**WHAT THE TASK ASKS:**
Copy every line of the records below where the word "dark" occurs.

**DATASET CONTENT:**
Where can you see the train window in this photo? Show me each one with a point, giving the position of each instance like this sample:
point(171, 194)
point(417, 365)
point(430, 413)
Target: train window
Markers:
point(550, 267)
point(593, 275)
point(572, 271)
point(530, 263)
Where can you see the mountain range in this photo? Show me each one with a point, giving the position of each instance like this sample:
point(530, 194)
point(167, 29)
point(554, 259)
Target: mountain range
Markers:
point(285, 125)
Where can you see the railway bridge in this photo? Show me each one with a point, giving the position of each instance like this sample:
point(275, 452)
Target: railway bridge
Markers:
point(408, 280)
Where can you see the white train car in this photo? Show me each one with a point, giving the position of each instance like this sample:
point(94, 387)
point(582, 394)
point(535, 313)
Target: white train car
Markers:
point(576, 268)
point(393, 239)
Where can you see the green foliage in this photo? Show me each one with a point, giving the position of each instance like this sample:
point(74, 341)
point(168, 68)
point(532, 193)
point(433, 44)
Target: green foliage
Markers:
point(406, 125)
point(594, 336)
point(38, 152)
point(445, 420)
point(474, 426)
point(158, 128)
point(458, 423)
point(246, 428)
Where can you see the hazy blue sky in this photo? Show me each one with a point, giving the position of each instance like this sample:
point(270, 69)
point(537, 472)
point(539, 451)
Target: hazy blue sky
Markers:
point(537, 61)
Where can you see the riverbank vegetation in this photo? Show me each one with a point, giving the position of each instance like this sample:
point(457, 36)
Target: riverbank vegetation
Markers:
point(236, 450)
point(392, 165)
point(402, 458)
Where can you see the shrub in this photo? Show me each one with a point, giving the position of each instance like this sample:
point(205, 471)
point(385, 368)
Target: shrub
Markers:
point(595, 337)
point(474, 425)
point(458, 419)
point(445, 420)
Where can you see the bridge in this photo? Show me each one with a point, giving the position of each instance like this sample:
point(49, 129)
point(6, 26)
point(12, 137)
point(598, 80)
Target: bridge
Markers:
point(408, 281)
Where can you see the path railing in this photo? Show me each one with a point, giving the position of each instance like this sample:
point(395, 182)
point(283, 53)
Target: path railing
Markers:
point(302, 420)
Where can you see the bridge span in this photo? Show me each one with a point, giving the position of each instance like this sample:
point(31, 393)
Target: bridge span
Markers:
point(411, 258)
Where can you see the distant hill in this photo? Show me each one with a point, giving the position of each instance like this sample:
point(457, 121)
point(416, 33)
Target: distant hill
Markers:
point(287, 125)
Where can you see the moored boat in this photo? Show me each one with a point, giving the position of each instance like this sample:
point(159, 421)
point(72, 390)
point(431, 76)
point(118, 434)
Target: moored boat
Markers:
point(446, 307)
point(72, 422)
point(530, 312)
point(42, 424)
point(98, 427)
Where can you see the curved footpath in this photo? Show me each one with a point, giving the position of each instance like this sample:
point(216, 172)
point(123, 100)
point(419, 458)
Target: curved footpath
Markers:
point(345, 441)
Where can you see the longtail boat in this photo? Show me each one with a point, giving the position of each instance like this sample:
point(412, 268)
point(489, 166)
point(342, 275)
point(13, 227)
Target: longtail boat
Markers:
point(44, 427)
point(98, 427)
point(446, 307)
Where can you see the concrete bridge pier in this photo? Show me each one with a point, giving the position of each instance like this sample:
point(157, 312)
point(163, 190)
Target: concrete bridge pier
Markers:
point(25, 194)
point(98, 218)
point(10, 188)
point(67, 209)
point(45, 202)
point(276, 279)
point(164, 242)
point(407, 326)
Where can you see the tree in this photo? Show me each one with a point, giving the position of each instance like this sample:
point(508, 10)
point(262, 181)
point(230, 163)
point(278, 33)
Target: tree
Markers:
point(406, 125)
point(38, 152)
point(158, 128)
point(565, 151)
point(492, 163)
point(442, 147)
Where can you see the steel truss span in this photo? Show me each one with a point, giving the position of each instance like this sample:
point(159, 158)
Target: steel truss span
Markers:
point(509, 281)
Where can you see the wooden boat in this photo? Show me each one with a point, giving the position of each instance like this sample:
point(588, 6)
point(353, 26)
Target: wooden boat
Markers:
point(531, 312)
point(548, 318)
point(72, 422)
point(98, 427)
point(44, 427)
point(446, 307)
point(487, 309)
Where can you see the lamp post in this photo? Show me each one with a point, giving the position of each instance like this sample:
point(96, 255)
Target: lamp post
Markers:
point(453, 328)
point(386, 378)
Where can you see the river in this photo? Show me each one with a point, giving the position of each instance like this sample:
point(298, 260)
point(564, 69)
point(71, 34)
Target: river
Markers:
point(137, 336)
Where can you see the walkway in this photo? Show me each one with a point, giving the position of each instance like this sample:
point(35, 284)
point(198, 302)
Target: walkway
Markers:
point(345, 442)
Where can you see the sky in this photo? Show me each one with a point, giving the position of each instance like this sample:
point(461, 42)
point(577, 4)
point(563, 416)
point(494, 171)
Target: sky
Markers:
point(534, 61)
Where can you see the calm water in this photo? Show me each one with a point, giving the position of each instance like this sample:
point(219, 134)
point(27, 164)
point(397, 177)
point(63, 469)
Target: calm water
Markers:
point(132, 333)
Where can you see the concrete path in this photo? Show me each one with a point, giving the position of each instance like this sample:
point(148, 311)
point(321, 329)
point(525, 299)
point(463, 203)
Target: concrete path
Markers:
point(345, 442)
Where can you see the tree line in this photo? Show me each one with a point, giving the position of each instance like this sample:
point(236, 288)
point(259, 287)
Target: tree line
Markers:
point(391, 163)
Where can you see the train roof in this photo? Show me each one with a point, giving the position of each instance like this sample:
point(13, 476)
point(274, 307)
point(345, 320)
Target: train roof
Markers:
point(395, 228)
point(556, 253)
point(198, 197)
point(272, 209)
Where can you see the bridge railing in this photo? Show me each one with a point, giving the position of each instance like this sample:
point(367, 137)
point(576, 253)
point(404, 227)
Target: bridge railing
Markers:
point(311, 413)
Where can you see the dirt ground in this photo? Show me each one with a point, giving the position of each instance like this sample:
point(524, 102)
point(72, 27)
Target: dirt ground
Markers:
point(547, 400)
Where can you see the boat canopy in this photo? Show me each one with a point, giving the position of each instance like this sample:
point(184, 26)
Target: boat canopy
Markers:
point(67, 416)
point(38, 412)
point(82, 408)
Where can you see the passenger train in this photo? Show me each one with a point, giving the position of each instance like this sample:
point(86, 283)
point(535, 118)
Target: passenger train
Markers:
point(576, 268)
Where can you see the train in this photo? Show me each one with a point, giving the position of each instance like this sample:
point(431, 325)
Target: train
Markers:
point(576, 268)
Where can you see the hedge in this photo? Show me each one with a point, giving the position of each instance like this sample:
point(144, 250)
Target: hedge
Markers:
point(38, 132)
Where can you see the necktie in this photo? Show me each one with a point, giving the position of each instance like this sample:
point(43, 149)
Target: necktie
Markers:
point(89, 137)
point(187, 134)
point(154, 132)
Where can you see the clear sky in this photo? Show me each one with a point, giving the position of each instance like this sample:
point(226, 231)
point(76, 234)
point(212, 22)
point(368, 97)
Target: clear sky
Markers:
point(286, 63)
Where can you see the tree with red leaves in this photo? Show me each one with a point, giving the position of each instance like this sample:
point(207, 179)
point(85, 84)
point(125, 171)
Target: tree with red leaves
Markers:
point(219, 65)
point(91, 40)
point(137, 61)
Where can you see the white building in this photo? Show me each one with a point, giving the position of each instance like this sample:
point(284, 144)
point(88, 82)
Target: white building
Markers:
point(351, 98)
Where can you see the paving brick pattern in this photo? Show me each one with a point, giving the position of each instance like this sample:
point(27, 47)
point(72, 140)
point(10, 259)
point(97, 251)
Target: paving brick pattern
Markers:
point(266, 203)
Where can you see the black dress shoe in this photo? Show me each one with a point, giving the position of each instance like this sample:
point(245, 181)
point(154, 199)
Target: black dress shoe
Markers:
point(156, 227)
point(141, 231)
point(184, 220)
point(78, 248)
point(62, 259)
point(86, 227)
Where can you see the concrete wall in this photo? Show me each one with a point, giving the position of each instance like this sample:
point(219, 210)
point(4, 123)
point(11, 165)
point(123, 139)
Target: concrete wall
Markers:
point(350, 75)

---

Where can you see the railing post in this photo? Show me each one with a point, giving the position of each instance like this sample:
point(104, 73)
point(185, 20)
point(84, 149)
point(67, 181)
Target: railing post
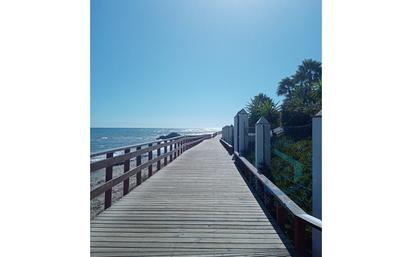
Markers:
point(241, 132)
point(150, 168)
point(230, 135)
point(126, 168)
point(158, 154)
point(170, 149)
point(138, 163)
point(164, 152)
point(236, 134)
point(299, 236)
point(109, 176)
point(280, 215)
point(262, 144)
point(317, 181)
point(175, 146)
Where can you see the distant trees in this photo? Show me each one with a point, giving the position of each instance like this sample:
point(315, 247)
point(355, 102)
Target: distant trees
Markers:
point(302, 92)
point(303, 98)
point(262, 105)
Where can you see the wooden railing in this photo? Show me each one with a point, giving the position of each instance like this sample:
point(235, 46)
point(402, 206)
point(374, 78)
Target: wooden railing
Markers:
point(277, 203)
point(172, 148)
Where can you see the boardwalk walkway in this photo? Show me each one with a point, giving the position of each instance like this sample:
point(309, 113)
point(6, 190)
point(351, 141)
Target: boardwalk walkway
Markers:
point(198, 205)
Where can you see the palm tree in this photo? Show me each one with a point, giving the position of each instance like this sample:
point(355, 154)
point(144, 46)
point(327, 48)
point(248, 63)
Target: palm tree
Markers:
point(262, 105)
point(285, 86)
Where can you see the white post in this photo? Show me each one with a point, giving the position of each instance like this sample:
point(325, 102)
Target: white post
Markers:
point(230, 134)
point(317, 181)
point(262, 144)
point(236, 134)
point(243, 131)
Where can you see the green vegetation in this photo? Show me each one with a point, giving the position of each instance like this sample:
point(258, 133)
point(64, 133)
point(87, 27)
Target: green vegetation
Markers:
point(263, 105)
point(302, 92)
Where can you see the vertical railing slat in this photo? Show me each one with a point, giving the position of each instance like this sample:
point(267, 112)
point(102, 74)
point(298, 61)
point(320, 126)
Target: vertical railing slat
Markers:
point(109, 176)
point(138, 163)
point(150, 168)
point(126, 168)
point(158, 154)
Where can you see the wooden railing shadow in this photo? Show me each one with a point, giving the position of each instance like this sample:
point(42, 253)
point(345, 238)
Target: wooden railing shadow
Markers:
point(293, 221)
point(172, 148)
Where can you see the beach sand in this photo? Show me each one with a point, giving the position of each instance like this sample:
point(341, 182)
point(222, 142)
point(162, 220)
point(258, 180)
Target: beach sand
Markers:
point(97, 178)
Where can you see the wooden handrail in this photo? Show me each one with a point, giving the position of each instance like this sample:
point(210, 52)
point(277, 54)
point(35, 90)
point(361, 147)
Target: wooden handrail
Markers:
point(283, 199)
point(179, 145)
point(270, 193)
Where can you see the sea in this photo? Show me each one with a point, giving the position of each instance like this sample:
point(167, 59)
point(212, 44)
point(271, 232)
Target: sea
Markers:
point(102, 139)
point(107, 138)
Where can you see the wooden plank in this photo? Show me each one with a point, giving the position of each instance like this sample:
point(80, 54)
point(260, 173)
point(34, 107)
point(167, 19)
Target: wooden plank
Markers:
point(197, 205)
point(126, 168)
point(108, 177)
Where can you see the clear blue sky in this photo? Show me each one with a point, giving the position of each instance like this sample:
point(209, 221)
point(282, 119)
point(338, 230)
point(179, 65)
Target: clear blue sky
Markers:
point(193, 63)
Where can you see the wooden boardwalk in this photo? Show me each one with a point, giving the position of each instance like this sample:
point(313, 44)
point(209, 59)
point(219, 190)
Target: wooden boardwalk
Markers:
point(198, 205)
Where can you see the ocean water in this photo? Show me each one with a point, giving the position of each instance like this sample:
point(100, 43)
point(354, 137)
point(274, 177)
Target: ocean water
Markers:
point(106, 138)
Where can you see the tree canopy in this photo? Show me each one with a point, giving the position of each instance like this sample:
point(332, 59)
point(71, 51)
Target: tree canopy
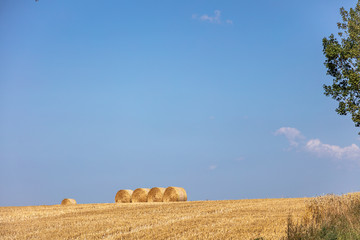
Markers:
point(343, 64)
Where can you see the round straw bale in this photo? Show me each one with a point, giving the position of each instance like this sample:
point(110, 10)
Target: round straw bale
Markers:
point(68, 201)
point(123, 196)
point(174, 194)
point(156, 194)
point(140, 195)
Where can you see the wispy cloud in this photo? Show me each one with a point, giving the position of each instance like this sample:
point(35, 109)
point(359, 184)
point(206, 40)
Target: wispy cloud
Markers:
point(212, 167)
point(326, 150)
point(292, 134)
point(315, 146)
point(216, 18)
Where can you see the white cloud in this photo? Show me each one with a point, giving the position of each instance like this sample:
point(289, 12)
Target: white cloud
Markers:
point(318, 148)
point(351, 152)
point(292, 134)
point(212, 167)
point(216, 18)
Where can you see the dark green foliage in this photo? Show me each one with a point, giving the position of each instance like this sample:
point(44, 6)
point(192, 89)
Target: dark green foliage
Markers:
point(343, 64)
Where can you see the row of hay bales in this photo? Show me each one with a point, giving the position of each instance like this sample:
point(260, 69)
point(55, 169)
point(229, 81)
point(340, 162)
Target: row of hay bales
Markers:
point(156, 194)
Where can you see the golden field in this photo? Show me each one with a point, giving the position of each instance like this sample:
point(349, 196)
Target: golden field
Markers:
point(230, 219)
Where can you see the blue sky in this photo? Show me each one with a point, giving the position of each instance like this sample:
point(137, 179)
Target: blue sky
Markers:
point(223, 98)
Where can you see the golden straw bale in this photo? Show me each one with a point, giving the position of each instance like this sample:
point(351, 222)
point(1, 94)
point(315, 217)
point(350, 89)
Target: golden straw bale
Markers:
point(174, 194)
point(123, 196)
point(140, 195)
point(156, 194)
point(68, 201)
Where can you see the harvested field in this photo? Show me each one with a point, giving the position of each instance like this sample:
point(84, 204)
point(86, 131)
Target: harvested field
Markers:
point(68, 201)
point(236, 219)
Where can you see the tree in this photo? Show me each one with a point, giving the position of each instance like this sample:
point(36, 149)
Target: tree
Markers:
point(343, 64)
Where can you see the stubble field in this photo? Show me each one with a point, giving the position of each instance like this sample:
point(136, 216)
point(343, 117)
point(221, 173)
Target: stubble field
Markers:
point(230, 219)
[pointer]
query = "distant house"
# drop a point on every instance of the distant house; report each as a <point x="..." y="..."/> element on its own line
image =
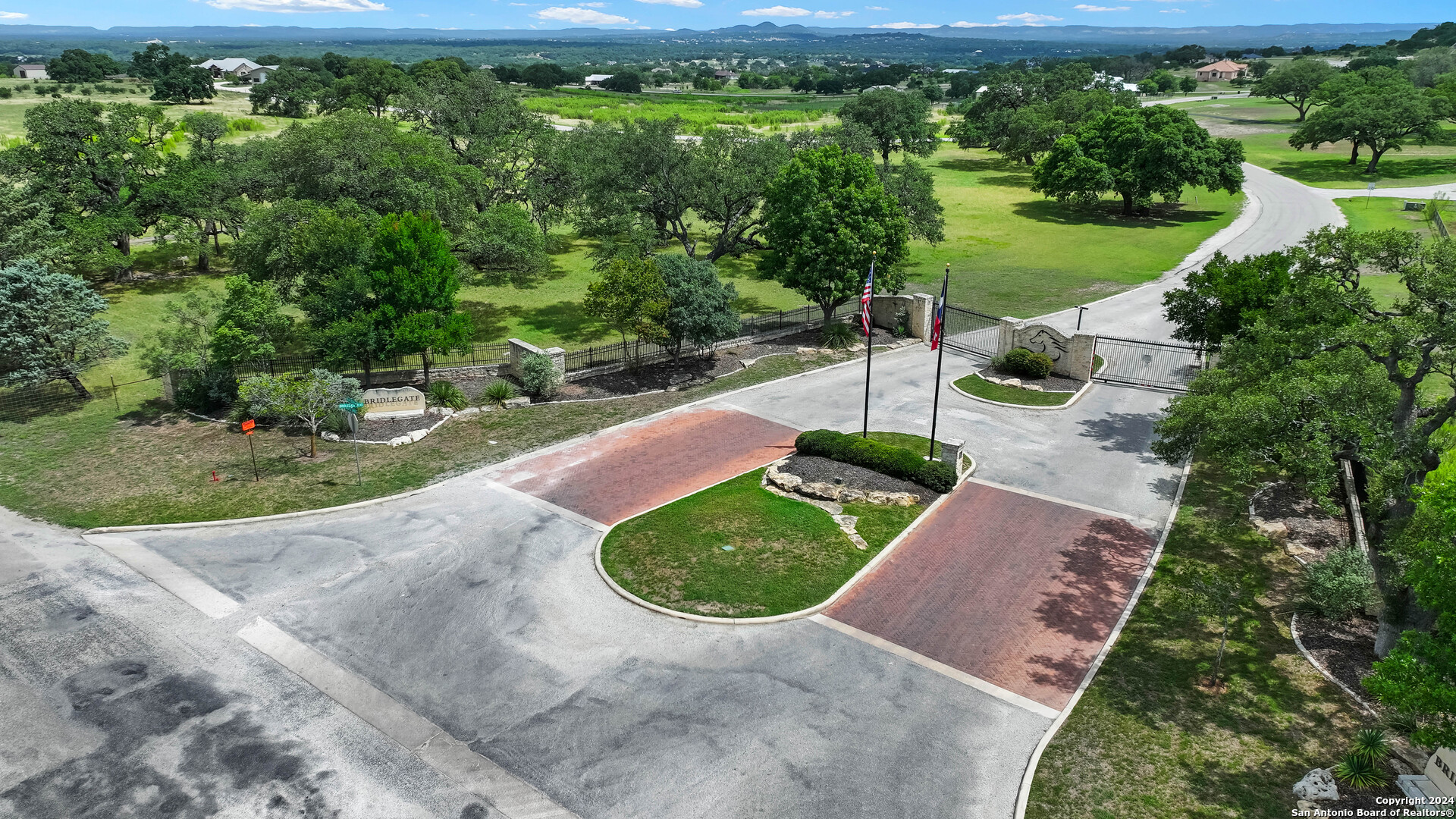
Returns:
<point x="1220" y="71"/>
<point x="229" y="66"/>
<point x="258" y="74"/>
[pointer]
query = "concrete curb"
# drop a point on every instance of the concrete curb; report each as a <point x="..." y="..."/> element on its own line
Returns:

...

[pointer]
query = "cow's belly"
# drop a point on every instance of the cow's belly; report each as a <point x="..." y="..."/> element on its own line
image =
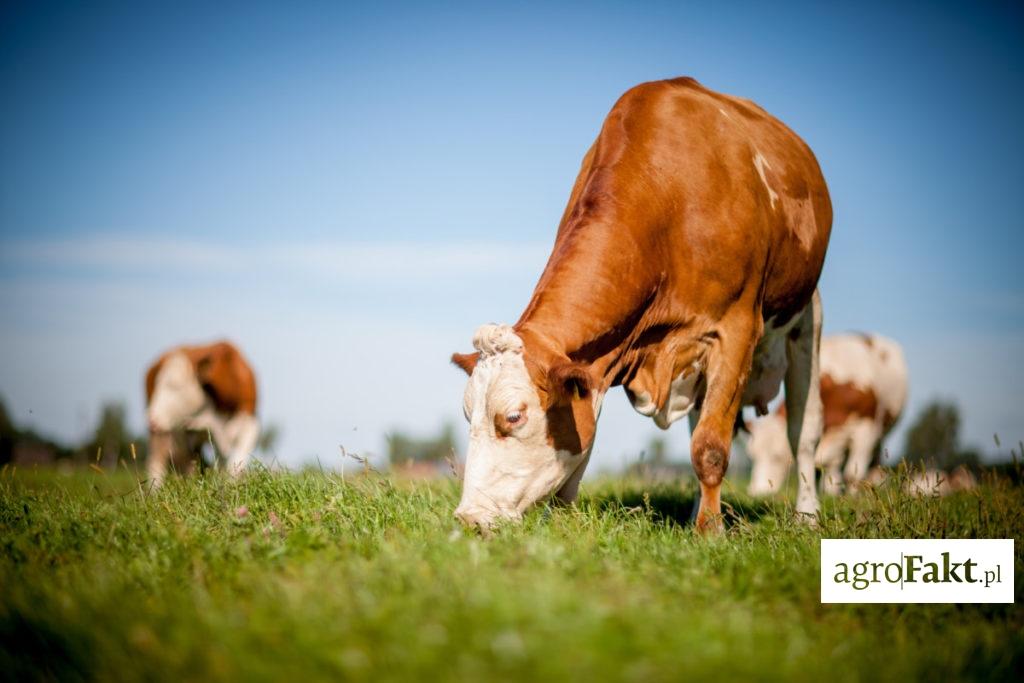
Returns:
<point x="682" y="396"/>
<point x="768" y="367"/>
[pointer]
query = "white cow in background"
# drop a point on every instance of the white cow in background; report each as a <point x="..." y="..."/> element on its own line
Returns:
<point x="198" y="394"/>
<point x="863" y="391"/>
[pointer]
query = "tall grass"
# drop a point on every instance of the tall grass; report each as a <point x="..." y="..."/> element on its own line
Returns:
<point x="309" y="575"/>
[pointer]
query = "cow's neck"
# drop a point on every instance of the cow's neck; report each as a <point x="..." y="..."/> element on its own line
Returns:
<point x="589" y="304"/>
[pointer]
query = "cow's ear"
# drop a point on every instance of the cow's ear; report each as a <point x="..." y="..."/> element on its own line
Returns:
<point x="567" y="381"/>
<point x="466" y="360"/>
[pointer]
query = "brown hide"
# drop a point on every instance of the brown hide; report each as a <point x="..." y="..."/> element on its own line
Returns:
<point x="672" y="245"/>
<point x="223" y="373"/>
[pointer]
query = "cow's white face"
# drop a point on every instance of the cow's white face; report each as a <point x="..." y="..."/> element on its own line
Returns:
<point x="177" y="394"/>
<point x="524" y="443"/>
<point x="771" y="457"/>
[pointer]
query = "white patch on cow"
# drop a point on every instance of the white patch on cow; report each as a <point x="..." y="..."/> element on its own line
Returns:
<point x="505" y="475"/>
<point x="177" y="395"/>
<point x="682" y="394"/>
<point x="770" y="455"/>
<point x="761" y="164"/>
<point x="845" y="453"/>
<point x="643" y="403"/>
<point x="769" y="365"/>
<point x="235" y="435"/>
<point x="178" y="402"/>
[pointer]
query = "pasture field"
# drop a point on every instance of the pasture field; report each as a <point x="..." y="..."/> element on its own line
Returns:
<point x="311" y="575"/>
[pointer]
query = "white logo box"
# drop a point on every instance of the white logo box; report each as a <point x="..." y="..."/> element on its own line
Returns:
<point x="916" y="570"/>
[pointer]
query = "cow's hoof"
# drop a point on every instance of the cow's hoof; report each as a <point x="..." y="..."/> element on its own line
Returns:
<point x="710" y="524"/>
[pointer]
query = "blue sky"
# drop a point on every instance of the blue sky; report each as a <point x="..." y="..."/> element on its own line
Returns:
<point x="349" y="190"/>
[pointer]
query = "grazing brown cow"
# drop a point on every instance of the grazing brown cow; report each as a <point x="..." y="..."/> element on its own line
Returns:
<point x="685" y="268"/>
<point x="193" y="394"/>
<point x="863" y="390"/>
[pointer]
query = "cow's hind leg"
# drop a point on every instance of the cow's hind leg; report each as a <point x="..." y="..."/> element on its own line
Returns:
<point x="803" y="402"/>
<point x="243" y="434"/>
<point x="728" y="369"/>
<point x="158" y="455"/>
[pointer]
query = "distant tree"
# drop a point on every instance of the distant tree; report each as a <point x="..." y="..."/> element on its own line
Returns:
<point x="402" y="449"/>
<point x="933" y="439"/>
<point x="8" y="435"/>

**RESPONSE FOR THIS EXERCISE:**
Where can you see the dark green foliage in this photo? Show me each one with a point, giving the position of each instance like this sample:
Target: dark green foliage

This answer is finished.